EXERCISE DESCRIPTION >>
Lay out every line of the data below as a Markdown table with two columns, "Number" for the row number and "Entry" for the line itself. Leave out blank lines.

EXCERPTED DATA >>
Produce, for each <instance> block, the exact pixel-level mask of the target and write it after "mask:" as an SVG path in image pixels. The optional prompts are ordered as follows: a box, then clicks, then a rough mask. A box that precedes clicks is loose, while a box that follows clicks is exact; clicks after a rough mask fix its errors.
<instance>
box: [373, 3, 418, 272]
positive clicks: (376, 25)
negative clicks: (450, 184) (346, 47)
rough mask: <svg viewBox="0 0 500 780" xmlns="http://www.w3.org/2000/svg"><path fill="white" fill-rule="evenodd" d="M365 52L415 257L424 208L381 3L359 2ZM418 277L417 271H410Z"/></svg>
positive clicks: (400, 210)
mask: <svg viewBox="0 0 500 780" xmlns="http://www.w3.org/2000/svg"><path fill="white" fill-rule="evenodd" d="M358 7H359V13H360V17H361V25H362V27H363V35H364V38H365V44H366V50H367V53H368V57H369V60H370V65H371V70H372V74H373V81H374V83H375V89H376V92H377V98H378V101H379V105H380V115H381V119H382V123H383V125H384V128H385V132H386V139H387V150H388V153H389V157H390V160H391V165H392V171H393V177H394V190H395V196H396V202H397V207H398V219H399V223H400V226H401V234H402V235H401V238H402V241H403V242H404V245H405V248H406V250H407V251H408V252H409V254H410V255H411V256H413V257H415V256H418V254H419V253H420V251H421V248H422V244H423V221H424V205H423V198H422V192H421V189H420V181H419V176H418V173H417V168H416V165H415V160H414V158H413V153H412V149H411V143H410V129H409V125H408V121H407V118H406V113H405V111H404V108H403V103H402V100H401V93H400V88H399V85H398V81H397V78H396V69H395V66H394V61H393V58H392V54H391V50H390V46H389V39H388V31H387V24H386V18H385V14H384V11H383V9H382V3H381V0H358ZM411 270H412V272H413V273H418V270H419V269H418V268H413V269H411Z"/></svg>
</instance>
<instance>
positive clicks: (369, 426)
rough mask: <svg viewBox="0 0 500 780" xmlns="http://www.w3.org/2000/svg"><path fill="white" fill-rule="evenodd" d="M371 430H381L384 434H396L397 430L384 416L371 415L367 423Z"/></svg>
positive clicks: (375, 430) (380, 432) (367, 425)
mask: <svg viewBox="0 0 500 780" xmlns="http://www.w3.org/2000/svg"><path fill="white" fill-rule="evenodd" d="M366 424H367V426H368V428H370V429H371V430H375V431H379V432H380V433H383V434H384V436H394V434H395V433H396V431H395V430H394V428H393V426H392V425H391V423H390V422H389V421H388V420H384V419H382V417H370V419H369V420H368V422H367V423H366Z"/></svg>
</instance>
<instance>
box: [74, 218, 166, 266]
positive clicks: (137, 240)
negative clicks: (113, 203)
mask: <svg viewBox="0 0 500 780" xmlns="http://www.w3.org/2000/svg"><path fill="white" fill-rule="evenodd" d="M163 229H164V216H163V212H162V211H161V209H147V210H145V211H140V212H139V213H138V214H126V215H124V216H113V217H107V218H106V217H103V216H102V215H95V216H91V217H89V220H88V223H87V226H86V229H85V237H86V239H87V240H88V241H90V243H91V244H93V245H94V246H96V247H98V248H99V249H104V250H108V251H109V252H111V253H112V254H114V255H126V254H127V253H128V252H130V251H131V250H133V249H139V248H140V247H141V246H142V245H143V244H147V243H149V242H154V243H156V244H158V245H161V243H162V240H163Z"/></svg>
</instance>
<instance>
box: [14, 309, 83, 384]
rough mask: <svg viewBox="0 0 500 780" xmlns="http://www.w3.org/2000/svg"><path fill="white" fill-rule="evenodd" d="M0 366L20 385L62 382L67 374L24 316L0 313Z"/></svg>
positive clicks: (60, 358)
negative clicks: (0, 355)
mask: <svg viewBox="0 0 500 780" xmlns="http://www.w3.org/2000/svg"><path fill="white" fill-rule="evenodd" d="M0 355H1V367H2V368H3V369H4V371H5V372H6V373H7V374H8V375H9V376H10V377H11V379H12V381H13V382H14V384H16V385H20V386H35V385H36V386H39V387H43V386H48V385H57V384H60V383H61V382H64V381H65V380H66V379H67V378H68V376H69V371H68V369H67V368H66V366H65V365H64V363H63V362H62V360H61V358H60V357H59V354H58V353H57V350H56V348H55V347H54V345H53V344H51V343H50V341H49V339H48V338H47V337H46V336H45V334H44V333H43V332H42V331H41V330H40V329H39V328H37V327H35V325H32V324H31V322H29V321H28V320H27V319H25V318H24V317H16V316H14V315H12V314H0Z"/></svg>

SOLUTION FOR THIS TASK >>
| Number | Entry |
|---|---|
| 1 | Produce, for each <instance> block, the exact pixel-level mask of the target and write it after "mask:" as an SVG path in image pixels. The optional prompts are ordered as follows: a box, then clicks, then a rough mask. A box that precedes clicks is loose, while a box that follows clicks is exact; clicks after a rough mask fix its errors. |
| 2 | <instance> |
| 3 | box: [373, 3, 418, 272] |
| 4 | positive clicks: (376, 25) |
| 5 | negative clicks: (450, 184) (346, 47) |
| 6 | rough mask: <svg viewBox="0 0 500 780" xmlns="http://www.w3.org/2000/svg"><path fill="white" fill-rule="evenodd" d="M365 52L415 257L424 208L381 3L359 2ZM418 277L417 271H410Z"/></svg> |
| 7 | positive clicks: (400, 210) |
| 8 | mask: <svg viewBox="0 0 500 780" xmlns="http://www.w3.org/2000/svg"><path fill="white" fill-rule="evenodd" d="M358 7H359V13H360V17H361V25H362V27H363V35H364V38H365V44H366V50H367V53H368V57H369V60H370V65H371V70H372V74H373V81H374V83H375V89H376V92H377V98H378V101H379V105H380V115H381V119H382V123H383V125H384V128H385V132H386V139H387V150H388V153H389V157H390V160H391V165H392V171H393V177H394V190H395V196H396V202H397V207H398V219H399V223H400V226H401V234H402V235H401V238H402V241H403V242H404V245H405V248H406V250H407V251H408V252H409V254H410V255H411V256H413V257H415V256H418V254H419V253H420V251H421V248H422V244H423V221H424V205H423V198H422V192H421V189H420V181H419V176H418V173H417V168H416V165H415V160H414V158H413V153H412V149H411V143H410V129H409V125H408V121H407V118H406V113H405V111H404V108H403V103H402V100H401V93H400V88H399V85H398V81H397V78H396V69H395V66H394V61H393V58H392V54H391V50H390V46H389V39H388V31H387V24H386V18H385V14H384V11H383V9H382V3H381V0H358ZM411 270H412V272H413V273H418V270H419V269H418V268H413V269H411Z"/></svg> |
| 9 | </instance> |
| 10 | <instance> |
| 11 | positive clicks: (369, 426) |
| 12 | rough mask: <svg viewBox="0 0 500 780" xmlns="http://www.w3.org/2000/svg"><path fill="white" fill-rule="evenodd" d="M371 430H381L384 434H396L397 430L384 416L371 415L367 423Z"/></svg> |
| 13 | positive clicks: (375, 430) (380, 432) (367, 425) |
| 14 | mask: <svg viewBox="0 0 500 780" xmlns="http://www.w3.org/2000/svg"><path fill="white" fill-rule="evenodd" d="M366 424H367V426H368V428H370V429H371V430H375V431H379V432H380V433H383V434H384V436H394V434H395V433H396V431H395V430H394V428H393V426H392V425H391V423H390V422H389V421H388V420H384V419H382V417H370V419H369V420H368V422H367V423H366Z"/></svg> |
| 15 | </instance> |
| 16 | <instance> |
| 17 | box: [74, 218, 166, 266] |
| 18 | positive clicks: (137, 240) |
| 19 | negative clicks: (113, 203) |
| 20 | mask: <svg viewBox="0 0 500 780" xmlns="http://www.w3.org/2000/svg"><path fill="white" fill-rule="evenodd" d="M163 229H164V216H163V212H162V211H161V209H147V210H145V211H140V212H139V213H138V214H126V215H124V216H113V217H107V218H106V217H103V216H102V215H95V216H91V217H89V220H88V223H87V226H86V229H85V237H86V239H87V240H88V241H90V243H91V244H93V245H94V246H96V247H98V248H99V249H104V250H108V251H109V252H111V253H112V254H114V255H126V254H127V253H128V252H130V251H131V250H133V249H139V248H140V247H141V246H142V245H143V244H147V243H149V242H154V243H156V244H158V245H161V243H162V240H163Z"/></svg> |
| 21 | </instance> |
| 22 | <instance> |
| 23 | box: [14, 309, 83, 384] |
| 24 | rough mask: <svg viewBox="0 0 500 780" xmlns="http://www.w3.org/2000/svg"><path fill="white" fill-rule="evenodd" d="M0 366L20 385L62 382L67 374L24 316L0 313Z"/></svg> |
| 25 | positive clicks: (60, 358) |
| 26 | negative clicks: (0, 355) |
| 27 | mask: <svg viewBox="0 0 500 780" xmlns="http://www.w3.org/2000/svg"><path fill="white" fill-rule="evenodd" d="M0 355H1V367H2V368H3V369H4V371H5V372H6V373H7V374H8V375H9V376H10V377H11V379H12V381H13V382H14V384H16V385H20V386H35V385H36V386H39V387H43V386H48V385H57V384H60V383H61V382H64V381H65V380H66V379H67V378H68V376H69V371H68V369H67V368H66V366H65V365H64V363H63V362H62V360H61V358H60V357H59V354H58V353H57V350H56V348H55V347H54V345H53V344H51V343H50V341H49V339H48V338H47V337H46V336H45V334H44V333H43V332H42V331H41V330H40V329H39V328H37V327H35V325H32V324H31V322H29V321H28V320H27V319H25V318H24V317H16V316H14V315H12V314H0Z"/></svg> |